# Things to do:
- 1) In the patch description, into which file is the cgroup v1 userspace eventfd code to be moved?
- 2) Arrange the lines of the records as a numbered list, from the line containing "Can you find the grey sofa?" through the line containing "point(485, 173)", inclusive.

# Passage:
On Tue, 30 Jun 2026 04:23:33 -0700 Usama Arif <usama.arif@linux.dev> wrote:

> Clean up mm/vmpressure.c by separating the cgroup v1 userspace eventfd
> interface from the shared and v2 in-kernel code.
> 
> Currently, almost half of mm/vmpressure.c exists to serve tree=true:
> struct vmpressure_event, the events list and its mutex, the work_struct
> and vmpressure_work_fn that drains tree_scanned/tree_reclaimed, the
> parent walk, vmpressure_event(), vmpressure_register_event(),
> vmpressure_unregister_event(), and vmpressure_prio() (which always
> calls vmpressure() with tree=true).
> 
> Move it all into mm/memcontrol-v1.c (built only when CONFIG_MEMCG_V1=y)

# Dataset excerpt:

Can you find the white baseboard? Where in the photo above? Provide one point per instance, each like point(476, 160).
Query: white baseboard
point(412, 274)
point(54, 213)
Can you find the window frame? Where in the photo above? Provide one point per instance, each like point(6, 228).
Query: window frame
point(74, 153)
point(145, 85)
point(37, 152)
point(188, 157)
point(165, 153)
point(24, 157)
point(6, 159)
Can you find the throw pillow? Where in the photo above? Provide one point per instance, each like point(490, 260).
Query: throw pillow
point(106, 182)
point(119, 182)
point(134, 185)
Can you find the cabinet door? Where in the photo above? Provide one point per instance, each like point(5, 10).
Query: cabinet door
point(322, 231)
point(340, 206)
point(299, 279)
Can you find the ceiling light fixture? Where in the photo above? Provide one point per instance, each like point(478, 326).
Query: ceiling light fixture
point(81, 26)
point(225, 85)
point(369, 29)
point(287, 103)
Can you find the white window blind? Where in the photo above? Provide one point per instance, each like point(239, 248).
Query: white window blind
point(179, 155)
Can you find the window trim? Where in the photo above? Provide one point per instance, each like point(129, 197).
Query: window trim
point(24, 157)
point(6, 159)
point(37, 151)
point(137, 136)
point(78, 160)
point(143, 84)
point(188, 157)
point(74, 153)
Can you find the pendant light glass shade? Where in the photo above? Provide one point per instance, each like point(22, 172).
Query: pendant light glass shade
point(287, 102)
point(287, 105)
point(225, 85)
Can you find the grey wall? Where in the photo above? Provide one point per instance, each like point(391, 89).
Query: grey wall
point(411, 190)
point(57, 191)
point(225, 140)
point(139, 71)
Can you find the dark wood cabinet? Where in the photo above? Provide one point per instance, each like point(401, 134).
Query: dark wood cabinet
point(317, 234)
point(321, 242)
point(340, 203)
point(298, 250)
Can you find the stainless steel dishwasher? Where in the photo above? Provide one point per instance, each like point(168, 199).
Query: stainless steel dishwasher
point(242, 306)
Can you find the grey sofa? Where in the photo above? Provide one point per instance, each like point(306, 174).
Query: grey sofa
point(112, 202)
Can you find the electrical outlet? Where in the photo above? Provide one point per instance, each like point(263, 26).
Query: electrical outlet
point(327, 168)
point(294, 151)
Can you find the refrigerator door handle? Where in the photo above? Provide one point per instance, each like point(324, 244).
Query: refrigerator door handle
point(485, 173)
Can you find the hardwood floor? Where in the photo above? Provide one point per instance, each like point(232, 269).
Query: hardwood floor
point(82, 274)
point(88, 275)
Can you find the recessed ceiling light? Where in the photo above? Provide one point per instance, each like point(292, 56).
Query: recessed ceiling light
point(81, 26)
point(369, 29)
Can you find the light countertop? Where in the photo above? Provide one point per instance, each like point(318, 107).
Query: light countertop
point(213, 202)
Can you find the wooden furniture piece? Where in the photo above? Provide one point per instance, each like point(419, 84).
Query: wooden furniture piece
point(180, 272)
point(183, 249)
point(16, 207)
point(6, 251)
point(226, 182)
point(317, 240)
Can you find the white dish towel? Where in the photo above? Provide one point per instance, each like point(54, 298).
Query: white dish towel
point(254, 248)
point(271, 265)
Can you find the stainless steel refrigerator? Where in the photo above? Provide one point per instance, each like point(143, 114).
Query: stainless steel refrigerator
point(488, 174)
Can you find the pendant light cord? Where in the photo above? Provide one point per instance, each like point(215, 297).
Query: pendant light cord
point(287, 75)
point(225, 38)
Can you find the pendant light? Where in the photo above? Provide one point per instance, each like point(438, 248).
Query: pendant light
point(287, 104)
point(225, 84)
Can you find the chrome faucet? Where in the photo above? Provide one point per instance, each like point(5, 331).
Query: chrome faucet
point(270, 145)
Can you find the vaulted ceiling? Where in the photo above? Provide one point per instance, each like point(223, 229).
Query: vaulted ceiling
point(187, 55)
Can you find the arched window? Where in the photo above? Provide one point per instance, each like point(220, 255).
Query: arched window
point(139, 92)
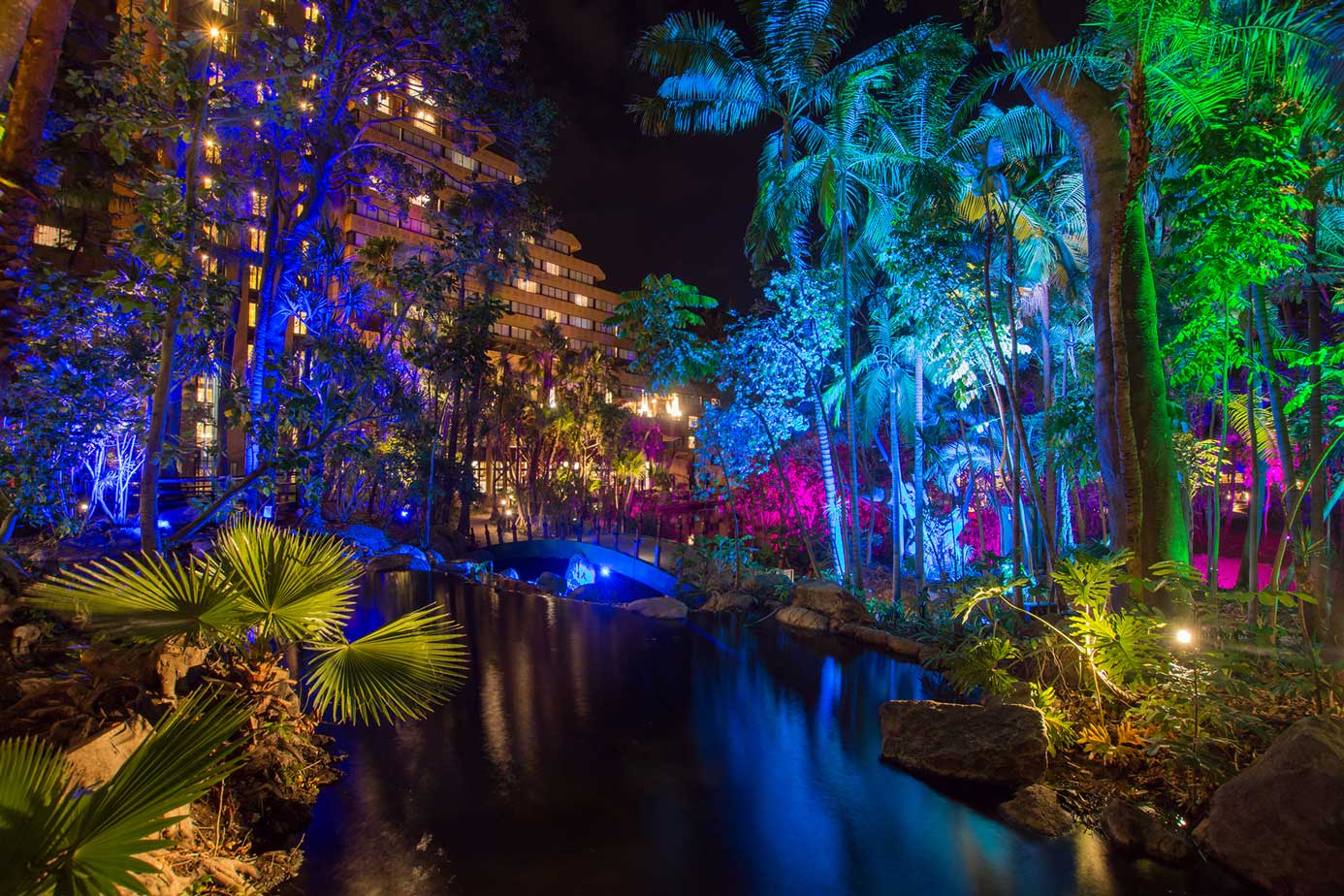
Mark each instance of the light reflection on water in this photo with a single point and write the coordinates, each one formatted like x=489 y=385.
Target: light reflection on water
x=592 y=752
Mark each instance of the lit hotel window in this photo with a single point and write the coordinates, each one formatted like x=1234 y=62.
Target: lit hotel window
x=55 y=237
x=427 y=121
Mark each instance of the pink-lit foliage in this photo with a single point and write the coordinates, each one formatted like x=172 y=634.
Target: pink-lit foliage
x=772 y=520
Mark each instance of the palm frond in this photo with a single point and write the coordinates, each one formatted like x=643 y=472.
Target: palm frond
x=89 y=844
x=146 y=596
x=400 y=670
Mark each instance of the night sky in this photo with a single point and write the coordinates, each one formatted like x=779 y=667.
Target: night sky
x=651 y=205
x=657 y=205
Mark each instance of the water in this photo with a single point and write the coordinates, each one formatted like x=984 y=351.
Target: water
x=592 y=752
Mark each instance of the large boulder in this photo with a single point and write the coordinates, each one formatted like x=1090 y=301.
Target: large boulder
x=1037 y=811
x=803 y=618
x=550 y=582
x=1140 y=830
x=1000 y=746
x=176 y=659
x=1281 y=821
x=831 y=600
x=658 y=607
x=730 y=602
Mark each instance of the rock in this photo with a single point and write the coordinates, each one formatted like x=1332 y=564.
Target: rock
x=389 y=563
x=1141 y=830
x=1037 y=811
x=831 y=600
x=658 y=607
x=97 y=759
x=730 y=602
x=1000 y=746
x=803 y=618
x=550 y=582
x=1280 y=822
x=368 y=537
x=23 y=637
x=580 y=572
x=174 y=659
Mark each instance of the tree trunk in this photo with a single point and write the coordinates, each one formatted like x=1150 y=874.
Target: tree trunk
x=898 y=528
x=159 y=400
x=835 y=512
x=1134 y=428
x=1047 y=371
x=23 y=129
x=916 y=476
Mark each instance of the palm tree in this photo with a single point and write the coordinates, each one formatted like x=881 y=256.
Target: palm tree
x=23 y=129
x=281 y=589
x=1175 y=66
x=55 y=837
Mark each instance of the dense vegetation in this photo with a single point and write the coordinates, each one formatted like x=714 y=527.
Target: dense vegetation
x=1046 y=365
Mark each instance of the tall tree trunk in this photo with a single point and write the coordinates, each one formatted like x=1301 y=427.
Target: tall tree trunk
x=916 y=476
x=14 y=26
x=1047 y=372
x=1134 y=429
x=855 y=529
x=159 y=400
x=898 y=524
x=19 y=148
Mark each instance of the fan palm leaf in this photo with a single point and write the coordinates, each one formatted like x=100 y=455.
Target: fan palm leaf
x=400 y=670
x=291 y=585
x=54 y=840
x=146 y=596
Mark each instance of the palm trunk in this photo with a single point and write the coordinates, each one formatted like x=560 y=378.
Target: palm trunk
x=1134 y=428
x=835 y=513
x=898 y=528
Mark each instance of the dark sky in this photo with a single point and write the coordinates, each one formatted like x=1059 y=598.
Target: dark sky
x=652 y=205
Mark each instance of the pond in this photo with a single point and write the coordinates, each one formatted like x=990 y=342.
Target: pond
x=594 y=752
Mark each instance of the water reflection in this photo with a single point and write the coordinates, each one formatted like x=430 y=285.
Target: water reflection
x=592 y=752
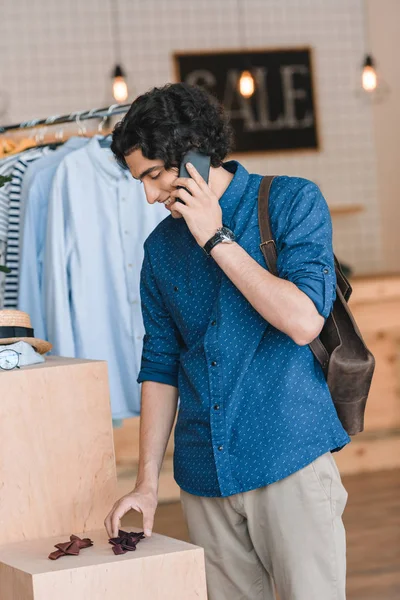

# Answers to the problems:
- 1) It is to be moved into mm/memcontrol-v1.c, which is built only when CONFIG_MEMCG_V1=y.

- 2)
1. Can you find the grey sofa? Where in the photo above? Provide one point per instance, each like point(306, 174).
2. Query: grey sofa
3. point(112, 202)
4. Can you find the electrical outlet? Where in the photo above? Provide one point per instance, each like point(263, 26).
5. Query: electrical outlet
6. point(327, 168)
7. point(294, 151)
8. Can you find the refrigerator door handle? Where in the photo above? Provide one point per instance, each like point(324, 244).
9. Query: refrigerator door handle
10. point(485, 173)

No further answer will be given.